Une question lancinante. Posée par Raphaël Audibert, 25 ans, artiste pluridisciplinaire. «A quoi sert l’histoire aujourd’hui ?» Une histoire qui «pèse sur nos épaules que nous en soyons conscients ou pas». Cette question, il l’a posée au lancement de son livre, Leritaz maronaz, le jeudi 14 septembre, au centre Nelson Mandela pour la culture africaine. Une publication réalisée avec le soutien du National Arts Fund.
Le point de départ de ce qui est, pour Raphaël Audibert, un cheminement, c’est son expérience de guide touristique. En 2019, l’artiste cherche de quoi financer son album. Il est embauché chez Yanature, pour accompagner des touristes au Morne et dans les Gorges de Rivière-Noire. Quand il range ses chaussures de marche, Raphaël Audibert est un reggaeman. Son nom de scène est Rafiki.

■ **Données brutes**

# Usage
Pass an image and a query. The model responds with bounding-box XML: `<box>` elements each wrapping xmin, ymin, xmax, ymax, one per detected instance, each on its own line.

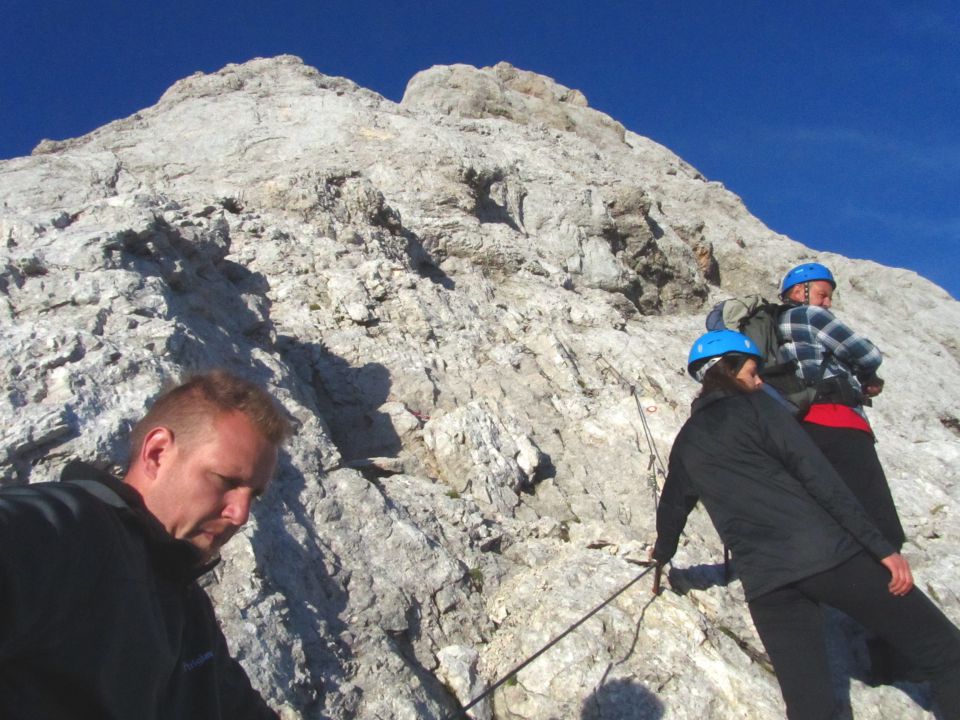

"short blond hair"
<box><xmin>130</xmin><ymin>370</ymin><xmax>290</xmax><ymax>465</ymax></box>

■ **Les consignes**
A – Pour chacune des affirmations suivantes, indiquez par oui ou par non si elle concorde avec le texte sur Raphaël Audibert. Citez chaque fois les mots du texte qui permettent de trancher. (i) Le livre a été lancé au centre Nelson Mandela pour la culture africaine. (ii) En 2019, Raphaël Audibert devient guide touristique pour financer un livre. (iii) Raphaël Audibert se produit sous le nom de Rafiki.
B – Rédigez la suite du texte sur Raphaël Audibert, en reprenant après sa dernière phrase.

■ **Corrigé de l'exercice**
A –
(i) Oui : « au centre Nelson Mandela pour la culture africaine ».
(ii) Non : « l’artiste cherche de quoi financer son album ».
(iii) Oui : « Son nom de scène est Rafiki. »

B –
«Je me suis démarqué des autres guides par une analyse plus poussée du marronnage.» Ce qui tranche avec l’accent qui est souvent mis sur la performance physique dans ces sorties en nature. Sur le terrain, le jeune guide est aussi frappé par la concurrence. Celle d’autres sociétés qui lors des randonnées, proposent aux visiteurs de rencontrer des habitants de la région, qui racontent un pan d’histoire orale. Leur contenu «était encore assez léger», déplore Raphaël Audibert.
Lui veut en savoir toujours plus. À force de creuser le sujet du marronnage, des collègues lui proposent un dîner au cours duquel il partagerait ses connaissances. En se documentant, Raphaël Audibert tombe sur des «bouts d’articles» qui «parlent du livre d’Amédée Nagapen, un livre qui est rare. Au centre Nelson Mandela, ce sont des pages scannées qui sont disponibles sur CD».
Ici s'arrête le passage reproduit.